● **ASSIGNED TASK 1**
Do these statements agree with the excerpt on the history of Oslo Sporveier? Answer yes or no for each, quoting the deciding words of the excerpt. (a) The Vika Line was built in 1995 to reach Aker Brygge. (b) From 1985 on, Oslo Sporveier itself operated the water bus service. (c) The SL95 trams replaced the SL79 units.
● **ASSIGNED TASK 2**
According to the excerpt on the history of Oslo Sporveier, which line was extended to the new Rikshospitalet in 1999?
● **ASSIGNED TASK 3**
Continue the excerpt on the history of Oslo Sporveier, starting after its last sentence.

:: EXCERPT ::

In 1985 the water bus service is made part of the Oslo Sporveier network, though it remained operated by the private company Oslo Fergene. In 1991 the companies Ekebergbanen and Holmenkolbanen were merged into Oslo Sporveier, and until 2004 a few private owners had a very small ownership in Oslo Sporveier. Also in 1991 the first public service obligation was issued on the bus service. The next year the first low-floor buses entered service.

During the 1990s a number of expansions were made to the tram network. The disused line from Storo via the depot at Grefsen to Sinsen was taken into use in 1993. In 1995 the Vika Line was constructed to access Aker Brygge and in 1999 the Ullevål Hageby Line was extended to the new Rikshospitalet. For these new lines thirty-two SL95 low-floor trams, replacing all but the SL79 units, were delivered from 1996 to 2004.

:::
:: GIVEN DATA ::

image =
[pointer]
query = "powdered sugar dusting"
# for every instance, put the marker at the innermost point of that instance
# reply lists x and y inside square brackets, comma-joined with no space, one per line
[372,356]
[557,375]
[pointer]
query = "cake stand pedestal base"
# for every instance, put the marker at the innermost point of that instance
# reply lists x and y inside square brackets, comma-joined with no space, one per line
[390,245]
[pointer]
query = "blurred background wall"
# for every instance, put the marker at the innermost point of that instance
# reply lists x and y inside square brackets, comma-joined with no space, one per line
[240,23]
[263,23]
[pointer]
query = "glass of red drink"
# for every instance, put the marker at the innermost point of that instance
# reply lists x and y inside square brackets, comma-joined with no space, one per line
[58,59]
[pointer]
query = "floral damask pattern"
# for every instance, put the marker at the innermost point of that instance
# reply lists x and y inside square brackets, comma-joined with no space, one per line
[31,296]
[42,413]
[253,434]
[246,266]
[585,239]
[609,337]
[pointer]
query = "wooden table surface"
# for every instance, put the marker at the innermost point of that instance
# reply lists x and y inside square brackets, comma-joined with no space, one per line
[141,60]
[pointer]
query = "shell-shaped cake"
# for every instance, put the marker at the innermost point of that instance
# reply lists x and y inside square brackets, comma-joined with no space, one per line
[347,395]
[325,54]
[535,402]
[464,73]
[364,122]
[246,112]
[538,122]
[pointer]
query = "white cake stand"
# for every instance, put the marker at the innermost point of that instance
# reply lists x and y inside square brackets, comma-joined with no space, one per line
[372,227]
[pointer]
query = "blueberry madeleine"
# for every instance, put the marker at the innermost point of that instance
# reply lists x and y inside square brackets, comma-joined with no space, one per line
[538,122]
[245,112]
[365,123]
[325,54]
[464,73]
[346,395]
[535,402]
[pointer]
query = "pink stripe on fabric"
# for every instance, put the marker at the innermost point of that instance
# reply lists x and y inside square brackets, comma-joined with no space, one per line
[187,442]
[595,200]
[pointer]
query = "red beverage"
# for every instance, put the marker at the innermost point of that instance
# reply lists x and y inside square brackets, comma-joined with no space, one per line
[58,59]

:::

● **EXERCISE ANSWER 1**
(a) Yes: "In 1995 the Vika Line was constructed to access Aker Brygge"
(b) No: "though it remained operated by the private company Oslo Fergene"
(c) No: "replacing all but the SL79 units"

● **EXERCISE ANSWER 2**
The Ullevål Hageby Line.

● **EXERCISE ANSWER 3**
On 1 July 2003 Oslo Sporveier is reorganized with the operation of the trams transferred to Oslo Sporvognsdrift and the operation of the metro to Oslo T-banedrift. Another reorganization was made on 1 July 2006 when Oslo Sporveier was demerged into two companies: the Oslo Public Transport Administration, that kept the Oslo Sporveier brand name, was made responsible for purchase and marketing of the public transport, while the operating was transferred to Kollektivtransportproduksjon. The brand name Oslo Sporveier was discontinued on 1 January 2008 when Ruter was created as a merger between it and Stor-Oslo Lokaltrafikk—who was responsible for public transport in Akershus.